[Problem details]: Count the lines in the rows below that contain the string "grass". Reply with only the number.

## Begin

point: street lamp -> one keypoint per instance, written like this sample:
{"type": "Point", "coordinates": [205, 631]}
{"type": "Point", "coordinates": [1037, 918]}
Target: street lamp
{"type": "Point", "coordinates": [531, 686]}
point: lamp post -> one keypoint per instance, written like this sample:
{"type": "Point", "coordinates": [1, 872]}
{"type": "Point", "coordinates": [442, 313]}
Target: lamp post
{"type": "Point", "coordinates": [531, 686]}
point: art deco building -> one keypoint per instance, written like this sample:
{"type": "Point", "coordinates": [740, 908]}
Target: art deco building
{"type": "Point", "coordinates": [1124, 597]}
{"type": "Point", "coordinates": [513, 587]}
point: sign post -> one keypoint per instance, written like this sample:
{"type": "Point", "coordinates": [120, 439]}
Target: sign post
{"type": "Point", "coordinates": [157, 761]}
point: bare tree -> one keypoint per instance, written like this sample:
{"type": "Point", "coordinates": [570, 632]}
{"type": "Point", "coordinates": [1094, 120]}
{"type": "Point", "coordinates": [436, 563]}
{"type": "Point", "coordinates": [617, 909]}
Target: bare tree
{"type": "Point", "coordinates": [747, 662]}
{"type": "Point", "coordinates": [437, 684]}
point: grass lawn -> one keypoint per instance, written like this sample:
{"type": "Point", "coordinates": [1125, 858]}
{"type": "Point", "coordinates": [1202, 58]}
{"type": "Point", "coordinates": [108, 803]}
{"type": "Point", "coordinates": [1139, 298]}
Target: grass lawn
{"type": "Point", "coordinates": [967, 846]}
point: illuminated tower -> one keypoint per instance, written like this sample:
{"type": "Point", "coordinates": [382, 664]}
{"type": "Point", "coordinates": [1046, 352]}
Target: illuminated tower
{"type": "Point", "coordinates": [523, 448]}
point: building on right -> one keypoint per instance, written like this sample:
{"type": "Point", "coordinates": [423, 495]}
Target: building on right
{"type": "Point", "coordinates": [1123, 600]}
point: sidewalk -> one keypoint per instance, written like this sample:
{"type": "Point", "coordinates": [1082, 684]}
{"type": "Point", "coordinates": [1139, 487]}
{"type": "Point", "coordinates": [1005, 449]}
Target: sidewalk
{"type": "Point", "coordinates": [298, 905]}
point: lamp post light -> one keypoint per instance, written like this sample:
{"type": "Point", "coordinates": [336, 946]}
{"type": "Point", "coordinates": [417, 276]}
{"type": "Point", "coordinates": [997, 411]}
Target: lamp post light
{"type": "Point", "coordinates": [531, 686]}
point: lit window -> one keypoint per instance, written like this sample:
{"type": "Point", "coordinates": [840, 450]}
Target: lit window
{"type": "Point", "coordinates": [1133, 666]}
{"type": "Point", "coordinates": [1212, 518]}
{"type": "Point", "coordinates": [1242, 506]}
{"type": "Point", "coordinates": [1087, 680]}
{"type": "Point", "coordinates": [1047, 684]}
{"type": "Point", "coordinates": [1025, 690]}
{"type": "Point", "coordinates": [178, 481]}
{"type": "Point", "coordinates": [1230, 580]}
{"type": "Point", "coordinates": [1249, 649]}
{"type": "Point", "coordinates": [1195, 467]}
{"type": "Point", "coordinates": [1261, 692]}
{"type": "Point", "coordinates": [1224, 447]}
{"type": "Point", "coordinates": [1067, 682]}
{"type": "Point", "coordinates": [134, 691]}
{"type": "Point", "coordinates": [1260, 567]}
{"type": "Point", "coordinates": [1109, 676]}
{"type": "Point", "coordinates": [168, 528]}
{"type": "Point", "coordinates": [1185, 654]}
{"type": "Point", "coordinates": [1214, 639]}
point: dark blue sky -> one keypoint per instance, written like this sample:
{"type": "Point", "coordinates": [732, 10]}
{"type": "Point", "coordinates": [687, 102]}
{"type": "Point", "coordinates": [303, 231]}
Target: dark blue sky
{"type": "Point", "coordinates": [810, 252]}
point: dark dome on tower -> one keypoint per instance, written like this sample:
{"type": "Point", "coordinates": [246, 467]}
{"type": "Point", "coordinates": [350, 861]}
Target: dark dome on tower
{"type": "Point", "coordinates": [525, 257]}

## End
## Begin

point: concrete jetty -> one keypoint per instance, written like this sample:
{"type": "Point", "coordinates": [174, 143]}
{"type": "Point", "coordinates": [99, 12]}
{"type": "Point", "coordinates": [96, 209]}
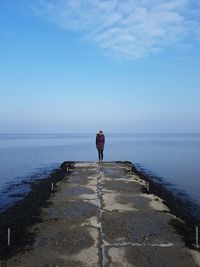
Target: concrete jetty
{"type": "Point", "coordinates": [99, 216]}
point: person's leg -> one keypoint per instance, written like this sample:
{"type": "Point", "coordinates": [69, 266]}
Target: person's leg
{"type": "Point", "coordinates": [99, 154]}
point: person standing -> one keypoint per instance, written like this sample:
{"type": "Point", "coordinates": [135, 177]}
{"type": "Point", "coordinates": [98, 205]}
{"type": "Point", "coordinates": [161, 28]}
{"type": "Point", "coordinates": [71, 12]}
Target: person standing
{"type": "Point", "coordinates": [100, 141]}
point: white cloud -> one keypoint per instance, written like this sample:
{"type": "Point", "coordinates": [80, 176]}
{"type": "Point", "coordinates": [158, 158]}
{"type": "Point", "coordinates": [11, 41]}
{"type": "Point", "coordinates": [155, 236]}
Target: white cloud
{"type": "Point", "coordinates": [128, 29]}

## End
## Begin

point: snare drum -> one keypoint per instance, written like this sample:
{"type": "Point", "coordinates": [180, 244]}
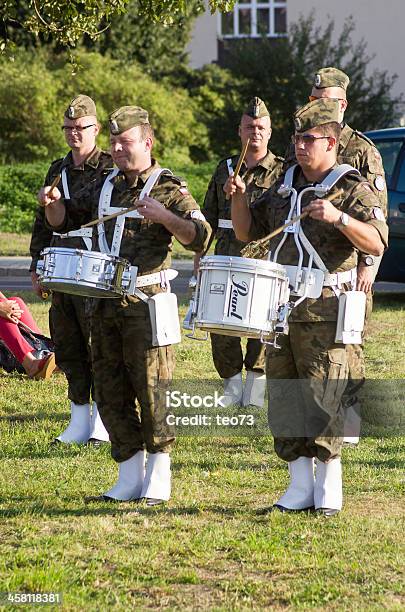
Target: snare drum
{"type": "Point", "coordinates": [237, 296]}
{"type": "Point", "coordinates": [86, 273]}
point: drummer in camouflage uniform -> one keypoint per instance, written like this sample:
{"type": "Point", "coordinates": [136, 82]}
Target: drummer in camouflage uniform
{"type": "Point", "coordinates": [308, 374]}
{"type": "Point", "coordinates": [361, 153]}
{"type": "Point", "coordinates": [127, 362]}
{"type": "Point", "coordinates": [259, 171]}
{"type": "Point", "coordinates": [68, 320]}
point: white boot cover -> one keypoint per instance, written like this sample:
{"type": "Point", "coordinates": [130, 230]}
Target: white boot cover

## End

[Answer]: 2